### Available data
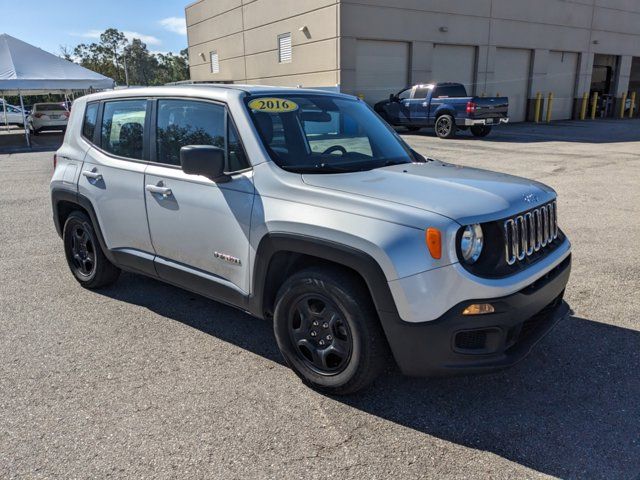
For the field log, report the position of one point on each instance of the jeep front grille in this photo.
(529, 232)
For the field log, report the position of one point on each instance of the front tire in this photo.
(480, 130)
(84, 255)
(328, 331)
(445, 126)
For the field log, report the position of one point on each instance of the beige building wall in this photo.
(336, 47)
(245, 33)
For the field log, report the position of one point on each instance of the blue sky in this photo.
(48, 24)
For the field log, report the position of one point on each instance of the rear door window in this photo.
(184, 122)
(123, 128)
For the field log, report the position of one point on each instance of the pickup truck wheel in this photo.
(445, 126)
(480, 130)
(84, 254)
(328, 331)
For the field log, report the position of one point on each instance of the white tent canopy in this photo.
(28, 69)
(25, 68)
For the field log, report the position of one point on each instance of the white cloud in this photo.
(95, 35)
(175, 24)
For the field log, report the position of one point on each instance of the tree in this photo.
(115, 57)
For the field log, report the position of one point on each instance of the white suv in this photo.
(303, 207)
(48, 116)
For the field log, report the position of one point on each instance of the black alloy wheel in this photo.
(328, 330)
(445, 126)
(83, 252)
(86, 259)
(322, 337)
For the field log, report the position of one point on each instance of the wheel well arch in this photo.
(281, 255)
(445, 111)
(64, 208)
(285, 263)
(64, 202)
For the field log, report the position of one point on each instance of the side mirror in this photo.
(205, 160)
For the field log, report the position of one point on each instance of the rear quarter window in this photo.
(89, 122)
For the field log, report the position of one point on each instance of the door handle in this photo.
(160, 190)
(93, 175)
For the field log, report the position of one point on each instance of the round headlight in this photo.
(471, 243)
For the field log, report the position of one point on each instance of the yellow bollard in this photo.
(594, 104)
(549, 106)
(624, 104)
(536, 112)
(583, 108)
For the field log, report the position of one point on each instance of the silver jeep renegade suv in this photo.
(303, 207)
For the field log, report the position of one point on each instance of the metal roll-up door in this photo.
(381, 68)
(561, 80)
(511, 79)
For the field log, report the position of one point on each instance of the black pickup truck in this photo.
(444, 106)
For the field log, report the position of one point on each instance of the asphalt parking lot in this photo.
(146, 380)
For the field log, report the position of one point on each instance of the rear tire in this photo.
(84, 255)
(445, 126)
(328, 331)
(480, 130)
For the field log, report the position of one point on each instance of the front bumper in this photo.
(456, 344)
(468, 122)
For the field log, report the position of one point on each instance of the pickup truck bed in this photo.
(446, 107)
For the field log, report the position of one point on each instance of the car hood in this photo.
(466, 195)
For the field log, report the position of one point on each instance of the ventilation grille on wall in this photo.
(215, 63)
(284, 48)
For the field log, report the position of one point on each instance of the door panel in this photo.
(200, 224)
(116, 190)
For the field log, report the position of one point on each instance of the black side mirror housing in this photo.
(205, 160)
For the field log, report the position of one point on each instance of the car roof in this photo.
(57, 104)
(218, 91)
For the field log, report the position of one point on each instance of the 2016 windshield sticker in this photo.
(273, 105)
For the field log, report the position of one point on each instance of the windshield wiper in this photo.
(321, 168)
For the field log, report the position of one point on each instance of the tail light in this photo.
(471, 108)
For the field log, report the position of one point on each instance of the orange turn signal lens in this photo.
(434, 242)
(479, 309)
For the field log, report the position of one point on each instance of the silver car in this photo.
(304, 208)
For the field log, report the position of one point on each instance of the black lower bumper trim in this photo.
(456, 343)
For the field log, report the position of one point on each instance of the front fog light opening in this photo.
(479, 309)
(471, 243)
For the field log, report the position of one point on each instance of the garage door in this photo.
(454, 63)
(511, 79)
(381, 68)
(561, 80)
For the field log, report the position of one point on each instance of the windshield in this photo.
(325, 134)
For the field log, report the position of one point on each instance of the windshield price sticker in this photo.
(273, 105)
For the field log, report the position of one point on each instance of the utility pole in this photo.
######
Aim of the task ▸
From the line with "opening in this photo." through the final line of the records, return each line exactly. Leave out the rest.

Solution below ▸
For the field log, report the position of one point on each instance of the front fog light opening in this photo.
(479, 309)
(471, 243)
For the field log, report the position of one point on each instance of the garage door in this photo.
(454, 63)
(511, 79)
(381, 68)
(561, 80)
For the field log, report the position of one point on each instance of the windshield in this photo.
(325, 134)
For the field log, report the position of one point on each instance of the windshield price sticker in this photo.
(273, 105)
For the field log, report the position of one point on each instance of the utility pole in this photo.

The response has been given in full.